— begin —

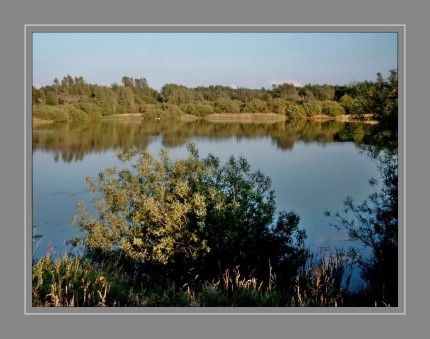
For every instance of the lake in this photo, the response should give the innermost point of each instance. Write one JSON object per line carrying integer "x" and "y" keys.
{"x": 313, "y": 165}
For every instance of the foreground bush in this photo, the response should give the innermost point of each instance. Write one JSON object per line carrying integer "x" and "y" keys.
{"x": 160, "y": 219}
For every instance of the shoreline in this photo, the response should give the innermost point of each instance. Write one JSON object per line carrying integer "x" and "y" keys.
{"x": 227, "y": 117}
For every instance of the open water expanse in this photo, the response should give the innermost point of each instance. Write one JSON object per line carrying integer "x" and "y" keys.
{"x": 313, "y": 165}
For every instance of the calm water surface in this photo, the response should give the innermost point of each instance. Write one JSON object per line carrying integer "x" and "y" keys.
{"x": 313, "y": 166}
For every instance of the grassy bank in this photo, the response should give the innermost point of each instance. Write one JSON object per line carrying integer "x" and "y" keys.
{"x": 75, "y": 282}
{"x": 226, "y": 117}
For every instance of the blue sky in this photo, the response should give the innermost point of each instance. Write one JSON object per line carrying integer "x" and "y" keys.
{"x": 251, "y": 60}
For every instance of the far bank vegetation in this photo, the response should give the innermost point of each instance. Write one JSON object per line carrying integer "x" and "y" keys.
{"x": 73, "y": 99}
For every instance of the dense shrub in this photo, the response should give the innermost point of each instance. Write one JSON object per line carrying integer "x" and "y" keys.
{"x": 46, "y": 112}
{"x": 294, "y": 110}
{"x": 164, "y": 218}
{"x": 312, "y": 109}
{"x": 255, "y": 106}
{"x": 227, "y": 106}
{"x": 332, "y": 108}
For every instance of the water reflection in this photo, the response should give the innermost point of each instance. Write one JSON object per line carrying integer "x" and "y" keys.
{"x": 72, "y": 142}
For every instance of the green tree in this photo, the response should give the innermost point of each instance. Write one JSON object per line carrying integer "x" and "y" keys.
{"x": 163, "y": 218}
{"x": 374, "y": 224}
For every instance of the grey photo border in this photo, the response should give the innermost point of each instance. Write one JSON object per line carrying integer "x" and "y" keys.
{"x": 30, "y": 29}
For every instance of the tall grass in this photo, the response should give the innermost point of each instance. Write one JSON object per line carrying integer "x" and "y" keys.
{"x": 71, "y": 281}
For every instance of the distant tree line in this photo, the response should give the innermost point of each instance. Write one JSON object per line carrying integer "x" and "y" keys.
{"x": 75, "y": 99}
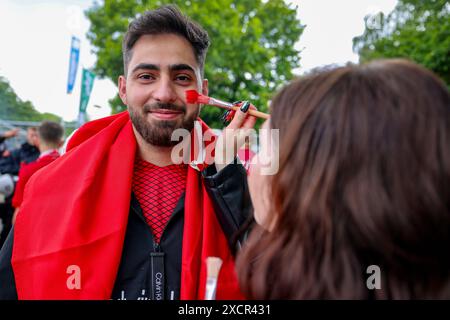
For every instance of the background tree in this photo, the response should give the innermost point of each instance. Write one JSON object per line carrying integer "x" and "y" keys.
{"x": 13, "y": 108}
{"x": 252, "y": 51}
{"x": 415, "y": 29}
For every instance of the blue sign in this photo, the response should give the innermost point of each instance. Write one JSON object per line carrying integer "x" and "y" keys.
{"x": 73, "y": 64}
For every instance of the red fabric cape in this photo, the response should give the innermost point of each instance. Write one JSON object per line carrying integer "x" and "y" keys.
{"x": 74, "y": 216}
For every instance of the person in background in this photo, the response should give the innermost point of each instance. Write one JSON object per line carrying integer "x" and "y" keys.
{"x": 360, "y": 205}
{"x": 4, "y": 152}
{"x": 28, "y": 152}
{"x": 9, "y": 165}
{"x": 50, "y": 139}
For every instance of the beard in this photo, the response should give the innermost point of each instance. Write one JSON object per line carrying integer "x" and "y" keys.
{"x": 159, "y": 132}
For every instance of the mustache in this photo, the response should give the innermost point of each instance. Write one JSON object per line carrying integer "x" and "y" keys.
{"x": 166, "y": 106}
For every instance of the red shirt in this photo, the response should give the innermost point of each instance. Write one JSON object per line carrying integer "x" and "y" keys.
{"x": 158, "y": 190}
{"x": 27, "y": 170}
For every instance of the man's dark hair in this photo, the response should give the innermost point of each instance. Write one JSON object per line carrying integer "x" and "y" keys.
{"x": 166, "y": 20}
{"x": 50, "y": 132}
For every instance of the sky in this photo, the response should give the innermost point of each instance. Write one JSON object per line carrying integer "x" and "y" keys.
{"x": 35, "y": 46}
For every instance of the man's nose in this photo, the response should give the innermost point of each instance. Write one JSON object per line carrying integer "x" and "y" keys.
{"x": 165, "y": 92}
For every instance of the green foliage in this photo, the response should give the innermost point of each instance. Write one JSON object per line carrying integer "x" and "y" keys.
{"x": 252, "y": 45}
{"x": 13, "y": 108}
{"x": 415, "y": 29}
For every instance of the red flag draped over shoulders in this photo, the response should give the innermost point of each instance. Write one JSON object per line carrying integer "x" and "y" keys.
{"x": 73, "y": 219}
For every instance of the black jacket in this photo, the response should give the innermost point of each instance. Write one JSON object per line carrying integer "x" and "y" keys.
{"x": 229, "y": 193}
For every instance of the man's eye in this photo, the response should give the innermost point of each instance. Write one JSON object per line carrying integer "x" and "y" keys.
{"x": 183, "y": 78}
{"x": 146, "y": 76}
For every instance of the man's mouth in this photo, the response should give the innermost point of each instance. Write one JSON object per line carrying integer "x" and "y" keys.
{"x": 165, "y": 114}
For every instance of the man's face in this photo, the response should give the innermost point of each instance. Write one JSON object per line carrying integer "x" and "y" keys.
{"x": 161, "y": 69}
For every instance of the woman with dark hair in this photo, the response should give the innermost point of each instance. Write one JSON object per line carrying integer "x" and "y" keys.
{"x": 363, "y": 184}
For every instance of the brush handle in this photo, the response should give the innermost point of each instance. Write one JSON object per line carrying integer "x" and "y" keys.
{"x": 255, "y": 113}
{"x": 226, "y": 105}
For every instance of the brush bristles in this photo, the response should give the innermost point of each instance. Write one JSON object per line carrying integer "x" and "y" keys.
{"x": 192, "y": 96}
{"x": 213, "y": 265}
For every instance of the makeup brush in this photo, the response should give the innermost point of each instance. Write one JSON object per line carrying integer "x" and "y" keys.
{"x": 213, "y": 265}
{"x": 192, "y": 96}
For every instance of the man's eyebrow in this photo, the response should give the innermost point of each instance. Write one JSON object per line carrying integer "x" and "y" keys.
{"x": 145, "y": 66}
{"x": 181, "y": 67}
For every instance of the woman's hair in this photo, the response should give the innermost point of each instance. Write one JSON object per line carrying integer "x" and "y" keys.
{"x": 364, "y": 179}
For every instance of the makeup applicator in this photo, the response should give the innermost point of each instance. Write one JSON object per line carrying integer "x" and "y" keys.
{"x": 192, "y": 96}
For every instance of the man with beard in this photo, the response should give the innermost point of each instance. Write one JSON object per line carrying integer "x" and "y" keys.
{"x": 116, "y": 217}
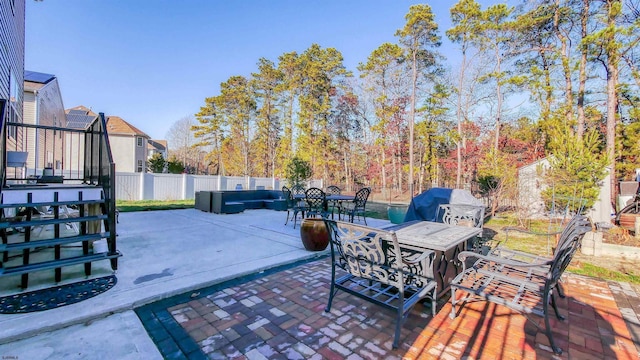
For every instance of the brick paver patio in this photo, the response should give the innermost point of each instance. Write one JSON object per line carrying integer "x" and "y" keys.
{"x": 281, "y": 315}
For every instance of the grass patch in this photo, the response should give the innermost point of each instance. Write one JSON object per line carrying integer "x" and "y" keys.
{"x": 150, "y": 205}
{"x": 587, "y": 269}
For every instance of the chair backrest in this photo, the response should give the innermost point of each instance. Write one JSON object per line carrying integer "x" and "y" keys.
{"x": 569, "y": 243}
{"x": 288, "y": 196}
{"x": 315, "y": 198}
{"x": 363, "y": 252}
{"x": 297, "y": 190}
{"x": 361, "y": 197}
{"x": 461, "y": 214}
{"x": 333, "y": 190}
{"x": 576, "y": 224}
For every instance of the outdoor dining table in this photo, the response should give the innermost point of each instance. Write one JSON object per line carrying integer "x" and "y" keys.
{"x": 328, "y": 198}
{"x": 447, "y": 241}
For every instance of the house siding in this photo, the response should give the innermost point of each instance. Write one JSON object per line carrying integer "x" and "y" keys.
{"x": 121, "y": 149}
{"x": 12, "y": 62}
{"x": 44, "y": 107}
{"x": 12, "y": 48}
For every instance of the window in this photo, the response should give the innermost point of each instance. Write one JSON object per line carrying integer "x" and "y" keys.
{"x": 12, "y": 106}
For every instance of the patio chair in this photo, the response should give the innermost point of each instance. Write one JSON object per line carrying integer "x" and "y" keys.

— end —

▶ Given task:
Starting at the line that contains "For every instance of the house" and ending with the last line, write those lines out again with "patio chair" changed to "folding chair" and nothing else altered.

▶ Task result:
For every instance of the house siding in this photo, the response should give the innermost point of each instance. Write one JSON object per line carrying integer "x" and "y" keys.
{"x": 121, "y": 149}
{"x": 12, "y": 62}
{"x": 44, "y": 107}
{"x": 12, "y": 48}
For every instance of the window in this photo, the response should give the innermost point of each instance. Write one JSON object per line carrying integer "x" and "y" keys.
{"x": 12, "y": 106}
For every instance of the folding chair in this photo, the response should give the innermost point of each instance. Write one JSON object per line carrying integer "x" and "y" keys.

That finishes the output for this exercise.